— Page excerpt —
◆ ◆ ◆ ◆ ◆ ◆ ◆

Where Do We Go From Here?
April 27th, 2015
Contributed by Christine St. Pierre
We arrived at a place where the Pacific spills over the San Juan Islands, creating a Sound worthy of an orca’s song, a place where the foothills of the Cascades roll into the salty blue bay and the lush forests breathe deeply, the moisture on their breath covering the sky with low-lying clouds. The word “green” loses all meaning, as the one color has turned into hundreds of shades, differing not by name but by setting—green like the mossy carpet blanketing the forest floor, or green like the fiery ferns basking in a glimpse of sunlight? When the sky changes, so does green, into warmer, cooler, wetter, bluer shades. The meaning of “green,” conceived as the color between blue and yellow in the spectrum, has hatched into a choice. A green path has been planted where highways and byways once led the people; tiny seeds sprout in the cracked, hot pavement and ivy creeps across intersections like eerie fog before a storm. We have an option—we, the inhabitants of this cosmic sphere, villagers of this dwelling—to choose from Earth’s palette our shade of green, or be left with the blackish brown of an oil spill, the deep crimson of life-blood, the startlingly yellow sign that reads “Warning: Toxic Waste.”

◆ ◆ ◆ ◆ ◆ ◆ ◆

(Dataset items)
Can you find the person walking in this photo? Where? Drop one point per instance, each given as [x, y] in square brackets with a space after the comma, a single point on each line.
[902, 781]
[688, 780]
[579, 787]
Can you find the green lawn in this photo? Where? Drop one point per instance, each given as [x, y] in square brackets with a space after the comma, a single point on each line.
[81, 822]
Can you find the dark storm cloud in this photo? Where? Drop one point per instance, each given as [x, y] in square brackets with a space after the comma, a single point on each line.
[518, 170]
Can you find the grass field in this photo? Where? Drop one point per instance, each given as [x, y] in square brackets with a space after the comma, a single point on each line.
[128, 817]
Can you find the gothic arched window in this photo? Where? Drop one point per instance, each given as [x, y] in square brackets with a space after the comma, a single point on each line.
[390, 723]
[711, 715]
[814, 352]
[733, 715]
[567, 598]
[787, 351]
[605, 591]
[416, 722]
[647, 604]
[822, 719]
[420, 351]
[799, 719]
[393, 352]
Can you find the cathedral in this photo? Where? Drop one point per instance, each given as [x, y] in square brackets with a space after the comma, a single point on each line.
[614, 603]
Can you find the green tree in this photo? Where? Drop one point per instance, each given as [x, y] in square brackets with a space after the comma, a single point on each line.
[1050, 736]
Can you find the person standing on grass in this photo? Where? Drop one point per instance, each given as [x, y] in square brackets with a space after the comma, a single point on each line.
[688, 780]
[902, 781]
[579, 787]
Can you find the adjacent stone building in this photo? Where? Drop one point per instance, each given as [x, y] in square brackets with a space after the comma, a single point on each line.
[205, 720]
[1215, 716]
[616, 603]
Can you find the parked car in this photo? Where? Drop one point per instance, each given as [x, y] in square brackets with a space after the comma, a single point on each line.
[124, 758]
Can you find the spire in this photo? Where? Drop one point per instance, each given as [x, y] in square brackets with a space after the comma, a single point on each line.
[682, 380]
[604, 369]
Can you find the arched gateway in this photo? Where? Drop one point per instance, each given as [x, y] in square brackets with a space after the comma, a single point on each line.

◆ ◆ ◆ ◆ ◆ ◆ ◆

— Goal of the exercise —
Carry the essay "Where Do We Go From Here?" further, picking up right after its closing sentence about the yellow "Warning: Toxic Waste" sign. None of this material has any bearing on the essay.

— Your response —
We see it mirrored in cinema and stories: the depletion of our natural resources to the point of vacating the planet, retreating to the stars in search of our next cosmic victim. Children’s movies beg and plead with parents too busy to teach their child the folklore of the Earth. These pictures—with a penguin sent on a great voyage to rescue his species and his artic home, or an ambitious robot determined to bring our overweight, dehumanized race back from space—were created by enlightened adults who have realized something very sad: it is too late for grown-ups. Reach out to the children, teach them young and accidentally; turn the television screen into their subconscious and tell them the truth. And the truth is, we are killing them, our children and theirs. After you, I, we die, they continue to exist. They grow, fall in love, create life, and the cycle continues. Who will grow their food once the land has been stripped of every last nutrient? Who will bring them water when our oceans have acidified? How will they breathe when the skies are thickened with toxic fumes? How many species will be a myth, forests will lay on their side, cancers will surface before we come to a screeching, screaming halt?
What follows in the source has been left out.